Aim of the task => Rewrite every row below, putting "mark" wherever "point out" appears and leaving everything else the same.

Extracted data entries:
--*--

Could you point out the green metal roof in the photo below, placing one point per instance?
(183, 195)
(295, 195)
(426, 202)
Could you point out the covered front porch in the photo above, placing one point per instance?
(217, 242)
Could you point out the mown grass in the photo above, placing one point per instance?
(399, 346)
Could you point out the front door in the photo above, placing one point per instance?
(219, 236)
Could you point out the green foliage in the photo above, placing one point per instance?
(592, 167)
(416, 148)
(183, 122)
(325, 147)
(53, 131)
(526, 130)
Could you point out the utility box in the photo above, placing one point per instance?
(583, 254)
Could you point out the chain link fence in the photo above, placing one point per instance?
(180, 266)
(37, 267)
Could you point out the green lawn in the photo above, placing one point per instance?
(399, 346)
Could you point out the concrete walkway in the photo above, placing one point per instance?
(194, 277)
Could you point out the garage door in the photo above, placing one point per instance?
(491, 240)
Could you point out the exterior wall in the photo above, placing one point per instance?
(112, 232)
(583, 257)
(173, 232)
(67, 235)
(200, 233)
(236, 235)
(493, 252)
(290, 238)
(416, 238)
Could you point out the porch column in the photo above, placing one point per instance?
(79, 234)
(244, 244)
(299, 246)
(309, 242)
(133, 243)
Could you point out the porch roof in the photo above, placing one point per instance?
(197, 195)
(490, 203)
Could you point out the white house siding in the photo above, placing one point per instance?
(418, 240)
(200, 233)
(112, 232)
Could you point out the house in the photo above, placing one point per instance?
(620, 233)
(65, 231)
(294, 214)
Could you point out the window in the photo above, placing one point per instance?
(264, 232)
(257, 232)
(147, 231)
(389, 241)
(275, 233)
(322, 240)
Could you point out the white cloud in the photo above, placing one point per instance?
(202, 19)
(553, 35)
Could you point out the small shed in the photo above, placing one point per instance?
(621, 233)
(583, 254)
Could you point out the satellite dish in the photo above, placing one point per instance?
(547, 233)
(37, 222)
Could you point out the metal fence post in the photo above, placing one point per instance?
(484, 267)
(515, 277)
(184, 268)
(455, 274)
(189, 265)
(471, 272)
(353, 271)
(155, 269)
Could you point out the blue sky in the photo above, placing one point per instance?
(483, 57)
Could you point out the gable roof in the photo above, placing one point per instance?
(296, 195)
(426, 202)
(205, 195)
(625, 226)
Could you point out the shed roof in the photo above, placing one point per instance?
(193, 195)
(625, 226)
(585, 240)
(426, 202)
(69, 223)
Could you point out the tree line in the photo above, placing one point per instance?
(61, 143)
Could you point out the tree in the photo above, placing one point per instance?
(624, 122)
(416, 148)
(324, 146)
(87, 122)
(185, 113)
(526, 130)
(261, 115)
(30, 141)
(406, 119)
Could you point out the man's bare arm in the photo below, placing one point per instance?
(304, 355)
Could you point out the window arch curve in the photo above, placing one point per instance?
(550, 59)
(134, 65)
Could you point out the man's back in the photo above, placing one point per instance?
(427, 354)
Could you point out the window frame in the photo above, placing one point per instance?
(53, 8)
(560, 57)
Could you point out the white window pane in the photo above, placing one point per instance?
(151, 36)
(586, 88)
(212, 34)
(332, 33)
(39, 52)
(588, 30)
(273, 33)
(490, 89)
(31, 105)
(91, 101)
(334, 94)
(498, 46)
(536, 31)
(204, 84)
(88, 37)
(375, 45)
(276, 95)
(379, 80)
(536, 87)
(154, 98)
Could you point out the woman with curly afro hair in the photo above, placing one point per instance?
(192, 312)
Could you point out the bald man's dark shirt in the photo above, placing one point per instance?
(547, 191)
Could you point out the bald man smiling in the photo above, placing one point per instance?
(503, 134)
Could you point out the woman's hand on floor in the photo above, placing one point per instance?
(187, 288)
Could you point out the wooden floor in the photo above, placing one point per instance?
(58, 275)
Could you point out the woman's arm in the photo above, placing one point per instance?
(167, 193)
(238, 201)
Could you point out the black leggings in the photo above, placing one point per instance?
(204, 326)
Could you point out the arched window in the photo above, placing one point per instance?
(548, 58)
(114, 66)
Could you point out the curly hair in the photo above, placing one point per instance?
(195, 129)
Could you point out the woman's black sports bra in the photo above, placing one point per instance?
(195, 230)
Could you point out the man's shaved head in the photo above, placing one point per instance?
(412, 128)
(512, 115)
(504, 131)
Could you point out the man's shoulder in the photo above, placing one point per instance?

--*--

Correct answer =>
Could you mark the green metal roof in the photo below, placing one point per instance?
(183, 195)
(295, 195)
(426, 202)
Could you mark the covered front porch in the photo above, placing one point per instance?
(217, 242)
Could you mark the mown grass in the photo above, placing one point per instance?
(399, 346)
Could you mark the front door in the photo above, placing one point per instance?
(219, 236)
Could you mark the green foliage in the photo above, placing one point per instance?
(592, 167)
(416, 148)
(183, 122)
(325, 147)
(53, 131)
(526, 130)
Could you mark the utility box in the photo above, placing one point per instance?
(583, 254)
Could you mark the chain link fence in the photo above, placing one point per instance?
(180, 266)
(37, 267)
Could you mark the green lawn in the photo above, placing one point per instance?
(399, 346)
Could you mark the concrete walkway in the photo above, placing one point per instance?
(194, 277)
Could you mark the garage door in the photo above, placing one point per instance?
(491, 240)
Could you mark the exterior wall in the photo above, placing one point per instance?
(112, 232)
(583, 257)
(173, 232)
(67, 235)
(200, 233)
(236, 235)
(493, 252)
(290, 238)
(416, 238)
Could you mark the porch column in the photo above, placing one point per instance?
(79, 234)
(244, 244)
(299, 246)
(309, 242)
(133, 243)
Could you mark the porch roof in the photo above, placing one point per instance?
(197, 195)
(490, 203)
Could you mark the white house siding in the photo above, placing one point per instance?
(418, 240)
(200, 233)
(112, 232)
Could you mark the house in the photo above, placing one point per instance?
(620, 233)
(65, 231)
(294, 214)
Could you mark the window in the photo above, placing one point per instance?
(264, 232)
(257, 232)
(147, 231)
(389, 241)
(275, 233)
(322, 240)
Could you mark the white cloud in the photo above, placing one point per instance?
(202, 19)
(553, 35)
Could you mark the small shed in the photo above, placing one point per instance?
(621, 233)
(583, 254)
Could you mark the satellite dish in the photo above, placing one point per instance?
(547, 233)
(37, 222)
Could you mark the metal fence post in the photo above, placing one point per instance?
(484, 267)
(515, 277)
(184, 268)
(455, 274)
(189, 265)
(471, 272)
(353, 271)
(155, 269)
Could you mark the blue sky in the photo above, placing one point per instance?
(483, 57)
Could you mark the gable roof in the photo above, placing one point per instance?
(296, 195)
(426, 202)
(205, 195)
(625, 226)
Could you mark the shed roof in the photo above, placing one point per instance?
(193, 195)
(625, 226)
(585, 240)
(426, 202)
(69, 223)
Could you mark the tree line in the photo above, placing one point per instance?
(61, 143)
Could you mark the tree in the photo above, placing one point per instance?
(624, 122)
(416, 148)
(324, 146)
(87, 122)
(185, 113)
(526, 130)
(261, 115)
(30, 141)
(406, 119)
Could you mark the man's bare arm in the photo below, placing one point per instance?
(304, 355)
Could you mark the window arch curve in the photo above, placing one point per instance?
(550, 59)
(134, 65)
Could you mark the man's back in the photo above, placing one point per instance?
(427, 354)
Could you mark the window frame in the photo above, placing one point per instance?
(53, 8)
(560, 57)
Could you mark the white window pane in the photo above, placing one point per instance?
(151, 36)
(586, 88)
(212, 34)
(332, 33)
(39, 52)
(588, 30)
(273, 33)
(490, 89)
(31, 105)
(91, 101)
(334, 94)
(498, 46)
(536, 31)
(204, 84)
(88, 37)
(375, 45)
(276, 95)
(379, 80)
(536, 87)
(154, 98)
Could you mark the woman with curly afro hair in the photo above, placing one point per instance?
(192, 312)
Could you mark the bald man's dark shirt in the photo above, placing one point per instance?
(547, 191)
Could you mark the bald man smiling in the photo above, placing one point per instance?
(503, 134)
Could you mark the woman's hand on floor in the photo above, placing one point per instance?
(187, 288)
Could you mark the wooden floor in the photo above, placing one point per instance?
(58, 275)
Could you mark the woman's arm in the photo above, placing one point per instance?
(167, 193)
(238, 201)
Could you mark the black leggings in the photo above, placing one point per instance?
(204, 326)
Could you mark the arched window in the photo above, placing one point per instance?
(548, 58)
(114, 66)
Could you mark the curly hair in the photo above, placing one point per instance?
(195, 129)
Could you mark the woman's black sports bra in the photo above, placing one point per instance?
(195, 230)
Could you mark the man's shaved head in the photo above, placing one point per instance?
(412, 128)
(512, 115)
(504, 131)
Could you mark the man's shoulder in the photo above, placing one point per instance?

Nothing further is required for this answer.